(Saved entries)
====

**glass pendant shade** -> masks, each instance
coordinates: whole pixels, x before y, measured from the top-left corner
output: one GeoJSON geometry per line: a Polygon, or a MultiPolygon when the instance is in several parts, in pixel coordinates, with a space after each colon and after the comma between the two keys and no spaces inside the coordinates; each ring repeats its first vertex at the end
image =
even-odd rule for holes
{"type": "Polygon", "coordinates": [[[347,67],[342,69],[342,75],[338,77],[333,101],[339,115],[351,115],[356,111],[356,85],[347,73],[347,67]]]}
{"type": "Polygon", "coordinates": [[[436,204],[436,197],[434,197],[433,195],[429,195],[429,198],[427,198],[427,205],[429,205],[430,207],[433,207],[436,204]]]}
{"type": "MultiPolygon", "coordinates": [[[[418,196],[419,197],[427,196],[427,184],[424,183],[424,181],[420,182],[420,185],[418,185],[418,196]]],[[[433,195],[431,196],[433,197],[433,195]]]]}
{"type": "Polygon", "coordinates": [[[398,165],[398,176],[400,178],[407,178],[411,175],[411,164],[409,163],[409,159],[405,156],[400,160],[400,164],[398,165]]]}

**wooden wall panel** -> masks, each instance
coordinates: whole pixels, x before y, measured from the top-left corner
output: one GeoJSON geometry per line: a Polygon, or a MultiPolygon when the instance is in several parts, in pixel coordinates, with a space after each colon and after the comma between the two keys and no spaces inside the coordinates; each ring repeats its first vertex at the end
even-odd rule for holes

====

_What to work on_.
Word for word, write out every entry shown above.

_Output for this exercise_.
**glass pendant shade** -> masks, each instance
coordinates: whole pixels, x before y, measured from the top-left corner
output: one GeoJSON geometry per line: a Polygon, or a MultiPolygon when the instance is in several parts, in pixel coordinates, with a space after each colon and after the comma between the two keys and no spaces inside the coordinates; each ring repeats its first vertex at the end
image =
even-odd rule for holes
{"type": "Polygon", "coordinates": [[[347,67],[342,69],[342,75],[338,77],[333,101],[339,115],[351,115],[356,111],[356,85],[347,73],[347,67]]]}
{"type": "Polygon", "coordinates": [[[436,204],[436,197],[434,197],[433,195],[429,195],[429,198],[427,198],[427,205],[429,205],[430,207],[433,207],[436,204]]]}
{"type": "MultiPolygon", "coordinates": [[[[418,196],[419,197],[427,196],[427,184],[424,183],[424,181],[420,182],[420,185],[418,185],[418,196]]],[[[433,195],[431,196],[433,197],[433,195]]]]}
{"type": "Polygon", "coordinates": [[[398,165],[398,176],[400,178],[407,178],[411,175],[411,164],[409,163],[409,159],[405,156],[400,160],[400,164],[398,165]]]}

**wooden wall panel** -> masks, each instance
coordinates: whole pixels, x before y, measured from the top-left corner
output: one GeoJSON geometry per line: a Polygon, or a MultiPolygon when the instance is in several parts, in pixel coordinates, with a space after each colon and after the comma between the two keys and no spaces inside the coordinates; each ring repeats its first vertex at the end
even-odd rule for holes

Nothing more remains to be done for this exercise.